__PROVIDED PASSAGE__.
○ ○ ○

Diapers – An Annotation
On Potty Training and AI Training
Training an AI is not the same as potty training a child, but I couldn’t dismiss the thought on my walk home today: if the people around us aren't constantly making a mess of themselves, it’s only because a caregiver was once focused on training the tiny versions of them to mind their business on a toilet. Before they learn, those tiny people are perfectly content to go anywhere—their diapers, their beds, or right on the floor.
I spent a massive portion of my life changing diapers, and I don’t regret a second of it. Not the time, not the diapers, not even the literal shit. In those first weeks of the journey, you’d never imagine you would one day celebrate a dirty diaper. But you do, because every one of them is a milestone of nutrition, hydration, and growth.
While the rest of the world moved on with its discoveries, trends, and tragedies, I stayed focused on diapers and the milk flooding from me. I never guessed I could produce that much; it was as if I had a kitchen sink in my chest instead of breasts.
I never kept a tally of the diapers I changed. But walking down the street today, I thought of every caregiver who dedicated hours and days to training little humans how to eat and how to go. My "little humans" are big now. They can use a toilet. They even say "eww" when they learn they were exclusively breastfed for six months without so much as a sip of water—all of it provided by my "sink-body."

○ ○ ○

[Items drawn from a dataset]
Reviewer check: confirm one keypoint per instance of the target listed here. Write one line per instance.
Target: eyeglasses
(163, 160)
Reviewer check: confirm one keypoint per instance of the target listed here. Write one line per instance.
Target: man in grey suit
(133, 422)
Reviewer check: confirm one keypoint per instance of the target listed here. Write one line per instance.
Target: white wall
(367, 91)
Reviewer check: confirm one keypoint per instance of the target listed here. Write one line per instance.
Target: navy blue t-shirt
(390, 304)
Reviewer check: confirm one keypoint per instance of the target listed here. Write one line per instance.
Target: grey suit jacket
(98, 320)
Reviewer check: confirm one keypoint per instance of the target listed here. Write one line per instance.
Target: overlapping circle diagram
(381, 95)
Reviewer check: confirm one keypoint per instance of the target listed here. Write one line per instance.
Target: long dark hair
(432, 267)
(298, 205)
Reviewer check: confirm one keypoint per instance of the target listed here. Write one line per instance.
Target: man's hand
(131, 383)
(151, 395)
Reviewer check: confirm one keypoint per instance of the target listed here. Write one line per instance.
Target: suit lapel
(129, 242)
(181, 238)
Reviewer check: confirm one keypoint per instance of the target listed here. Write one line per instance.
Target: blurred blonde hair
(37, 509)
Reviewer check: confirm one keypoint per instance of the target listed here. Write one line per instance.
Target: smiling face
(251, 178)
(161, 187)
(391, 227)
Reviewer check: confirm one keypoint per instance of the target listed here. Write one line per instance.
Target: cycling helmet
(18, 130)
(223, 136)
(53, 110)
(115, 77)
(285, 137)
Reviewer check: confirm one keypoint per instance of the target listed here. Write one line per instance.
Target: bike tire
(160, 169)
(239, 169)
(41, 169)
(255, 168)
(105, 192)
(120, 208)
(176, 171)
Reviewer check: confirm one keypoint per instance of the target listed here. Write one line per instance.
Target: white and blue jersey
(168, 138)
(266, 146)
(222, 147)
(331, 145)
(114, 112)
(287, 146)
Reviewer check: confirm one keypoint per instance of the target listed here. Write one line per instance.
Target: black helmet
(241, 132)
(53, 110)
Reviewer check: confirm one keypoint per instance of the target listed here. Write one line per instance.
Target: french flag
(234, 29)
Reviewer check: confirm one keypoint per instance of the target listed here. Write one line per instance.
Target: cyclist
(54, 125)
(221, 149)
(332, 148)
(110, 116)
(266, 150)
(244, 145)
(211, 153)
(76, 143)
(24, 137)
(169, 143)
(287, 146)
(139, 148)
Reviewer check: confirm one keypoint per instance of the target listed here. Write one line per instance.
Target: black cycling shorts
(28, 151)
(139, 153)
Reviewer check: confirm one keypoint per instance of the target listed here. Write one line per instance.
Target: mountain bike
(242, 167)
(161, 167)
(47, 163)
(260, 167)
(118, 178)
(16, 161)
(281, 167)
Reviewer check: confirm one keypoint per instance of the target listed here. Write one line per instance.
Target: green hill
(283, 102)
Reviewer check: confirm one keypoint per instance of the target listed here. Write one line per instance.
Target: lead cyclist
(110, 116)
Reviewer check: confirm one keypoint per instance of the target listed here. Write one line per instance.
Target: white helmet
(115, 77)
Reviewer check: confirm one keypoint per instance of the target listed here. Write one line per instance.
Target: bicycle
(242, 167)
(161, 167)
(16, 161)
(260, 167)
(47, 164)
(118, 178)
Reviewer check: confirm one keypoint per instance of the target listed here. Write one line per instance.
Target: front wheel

○ ○ ○

__TASK SET__.
a) Translate this sentence from the diapers essay into Spanish: "I never kept a tally of the diapers I changed."
b) Repeat the diapers essay word for word, from "Diapers – An" up to and including "on the floor.".

__TASK-BY-TASK OUTPUTS__.
a) Nunca llevé la cuenta de los pañales que cambié.

b)
Diapers – An Annotation
On Potty Training and AI Training
Training an AI is not the same as potty training a child, but I couldn’t dismiss the thought on my walk home today: if the people around us aren't constantly making a mess of themselves, it’s only because a caregiver was once focused on training the tiny versions of them to mind their business on a toilet. Before they learn, those tiny people are perfectly content to go anywhere—their diapers, their beds, or right on the floor.